— 作業内容 1 —
酸性土壌の硝化菌に関する研究報告を二文で要約せよ。
— 作業内容 2 —
酸性土壌の硝化菌に関する研究報告を、最後の文の後から書き継げ。

---- 本文

2019 Fiscal Year Annual Research Report
Elucidate the missing link of terrestrial nitrogen cycle – Who is the key nitrifier in acidic soil?
Project/Area Number |
19H01156
|
Research Institution | National Agriculture and Food Research Organization |
Principal Investigator |
多胡 香奈子 国立研究開発法人農業・食品産業技術総合研究機構, 農業環境変動研究センター, 主任研究員 (20432198)
|
Co-Investigator(Kenkyū-buntansha) |
早津 雅仁 国立研究開発法人農業・食品産業技術総合研究機構, 農業環境変動研究センター, 再雇用職員 (70283348)
|
Project Period (FY) |
2019-04-01 – 2023-03-31
|
Keywords | 硝化菌 / 一酸化二窒素 / 亜硝酸 / アンモニア酸化菌 / 亜硝酸酸化菌 / 完全硝化菌 |
Outline of Annual Research Achievements |
本研究では、酸性土壌から分離した硝化菌を含む複数種の微生物からなる耐酸性硝化微生物コミュニティーの窒素代謝系の特徴と硝化菌とその生育を支える複数種の細菌とが共生してコミュニティーを形成し酸性環境で安定的に機能するメカニズムを解析するとともに、土壌模擬実験系を用いて異なる硝化微生物コミュニティーが共存して酸性条件下で高い硝化能を維持し、これらのコミュニティーから排出される中間代謝物が化学反応によりN2Oを生成する「生物反応と化学反応が共役したN2O生成機構」を明らかにすることを目的とする。本年度は、新規に分離した14種以上の細菌からなる耐酸性硝化コミュニティーの中心となっているアンモニア酸化菌を特定した。この菌株はgamma-Proteobacteriaに属すアンモニア酸化細菌(GAO100株とした)であったが、我々がこれまで分離した同じClassに属す耐酸性アンモニア酸化細菌Nitrosoglobus terrae TAO100株とは、系統マーカー遺伝子と比較ゲノムにより分類的には離れており新規な種(あるいは属)であることが示された。TAO100株の生育のpHの低限が1.9であるのに対しGAO100株ではpH3.4であった。またゲノムサイズは海洋・塩湖由来のNitrosococcus属とNitrosoglobus属の中間的なサイズあった。一方、この耐酸性硝化コミュニティーには亜硝酸酸化菌(GNO100株とした)が存在することがコミュニティーゲノム解析により示された。GNO100株は亜硝酸酸化酵素と16SrDNAの相同性解析からNitrobacter hamburgensisに極めて近縁であることが示された。この耐酸性硝化コミュニティーの中では、硝化はGAO100株とGNO100株が共生的にアンモニアー亜硝酸―硝酸という反応を進めていることが明らかになった。

--------
---- データ抜粋

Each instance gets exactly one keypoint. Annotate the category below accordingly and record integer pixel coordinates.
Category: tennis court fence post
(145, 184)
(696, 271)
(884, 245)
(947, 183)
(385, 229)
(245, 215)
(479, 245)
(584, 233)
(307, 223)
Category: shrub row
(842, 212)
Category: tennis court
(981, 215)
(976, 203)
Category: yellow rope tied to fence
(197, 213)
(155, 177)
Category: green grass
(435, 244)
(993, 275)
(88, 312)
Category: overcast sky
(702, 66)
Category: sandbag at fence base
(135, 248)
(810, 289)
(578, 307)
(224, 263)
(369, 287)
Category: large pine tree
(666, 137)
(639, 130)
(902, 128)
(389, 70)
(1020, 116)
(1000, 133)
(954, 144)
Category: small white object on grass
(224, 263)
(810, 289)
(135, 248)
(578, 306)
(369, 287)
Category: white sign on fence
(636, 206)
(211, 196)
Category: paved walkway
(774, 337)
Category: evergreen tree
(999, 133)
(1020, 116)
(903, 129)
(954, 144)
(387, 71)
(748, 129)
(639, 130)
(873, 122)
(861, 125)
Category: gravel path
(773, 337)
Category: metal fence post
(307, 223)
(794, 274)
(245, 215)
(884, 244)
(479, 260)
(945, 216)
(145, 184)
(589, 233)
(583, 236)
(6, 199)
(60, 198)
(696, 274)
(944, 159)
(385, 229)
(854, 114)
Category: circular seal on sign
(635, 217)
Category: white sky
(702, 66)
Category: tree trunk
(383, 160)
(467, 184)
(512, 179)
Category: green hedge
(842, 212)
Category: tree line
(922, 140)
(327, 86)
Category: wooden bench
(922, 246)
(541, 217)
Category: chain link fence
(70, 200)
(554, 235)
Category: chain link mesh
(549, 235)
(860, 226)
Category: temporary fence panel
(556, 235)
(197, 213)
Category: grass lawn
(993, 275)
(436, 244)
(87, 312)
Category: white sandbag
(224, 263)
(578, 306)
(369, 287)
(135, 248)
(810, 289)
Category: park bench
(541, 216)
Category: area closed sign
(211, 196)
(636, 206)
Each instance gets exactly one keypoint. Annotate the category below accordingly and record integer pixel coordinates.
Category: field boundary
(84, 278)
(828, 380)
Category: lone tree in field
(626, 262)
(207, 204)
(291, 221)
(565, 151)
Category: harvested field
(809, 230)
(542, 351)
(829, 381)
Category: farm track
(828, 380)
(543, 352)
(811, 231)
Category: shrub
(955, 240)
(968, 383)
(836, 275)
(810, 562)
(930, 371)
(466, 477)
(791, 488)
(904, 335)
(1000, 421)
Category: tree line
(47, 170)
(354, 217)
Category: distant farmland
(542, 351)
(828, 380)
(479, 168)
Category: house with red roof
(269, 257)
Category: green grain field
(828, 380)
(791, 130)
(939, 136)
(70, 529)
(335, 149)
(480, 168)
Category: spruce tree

--------

— 解答 1 —
本研究は、酸性土壌から分離した耐酸性硝化微生物コミュニティーの窒素代謝系の特徴と、酸性環境で安定的に機能するメカニズムを解析するとともに、生物反応と化学反応が共役したN2O生成機構を明らかにすることを目的とする。本年度は、このコミュニティーの中心となるアンモニア酸化細菌GAO100株が新規な種（あるいは属）であることを示し、同株が亜硝酸酸化菌GNO100株と共生的にアンモニア－亜硝酸－硝酸という反応を進めていることを明らかにした。

— 解答 2 —
|
Current Status of Research Progress |
Current Status of Research Progress
2: Research has progressed on the whole more than it was originally planned.
Reason
複数種の微生物からなる耐酸性硝化微生物コミュニティーにおいて硝化菌が、その生育を支える複数種の細菌と共に酸性環境で安定的に機能するメカニズムを解明するという目的を達成するために、このコミュニティのドラフトゲノム解析、ゲノム解析により硝化微生物コミュニティーの中心となるアンモニア酸化細菌と亜硝酸酸化細菌の特定と分類的位置づけ、主要遺伝子の特徴づけに成功した。特に新規な耐酸性アンモニア酸化細菌と亜硝酸酸化細菌の集積培養に成功したことは、酸性環境の硝化とN2O生成機構の解明という本研究の最終目的に大きく前進したといえる。これらの微生物を用いることにより酸性条件下での硝化進行とN2Oの生成機構の解析を深化させることができる。一方、研究実績には記載しなかったが、これまでに静岡の土壌から分離した耐酸性アンモニア酸化細菌TAO100株類縁のアンモニア酸化細菌を滋賀と京都の土壌から分離し、系統遺伝子とドラフトゲノムの解析を行った。さらにこれまでに集積した完全硝化菌微生物コミュニティーついてもコミュニティーゲノム解析を行いここに存在する完全硝化菌GCO100株は Nitrospira nitrificansに近縁であることを示した。 以上のように3つの硝化コミュニティーの中心として機能するアンモニア酸化細菌、亜硝酸酸化細菌、完全硝化菌の特定・特徴づけに成功した。これにより複数種の微生物からなる耐酸性硝化微生物コミュニティーにおいて硝化菌とその生育を支える複数種の細菌が酸性環境で安定的に機能するメカニズムの共生モデル実験系を用いた解析が可能となった。 以上により当初計画に従い研究を推進し目的達成に必要な成果を得ることができたので、本研究課題は順調に進捗していると判断した。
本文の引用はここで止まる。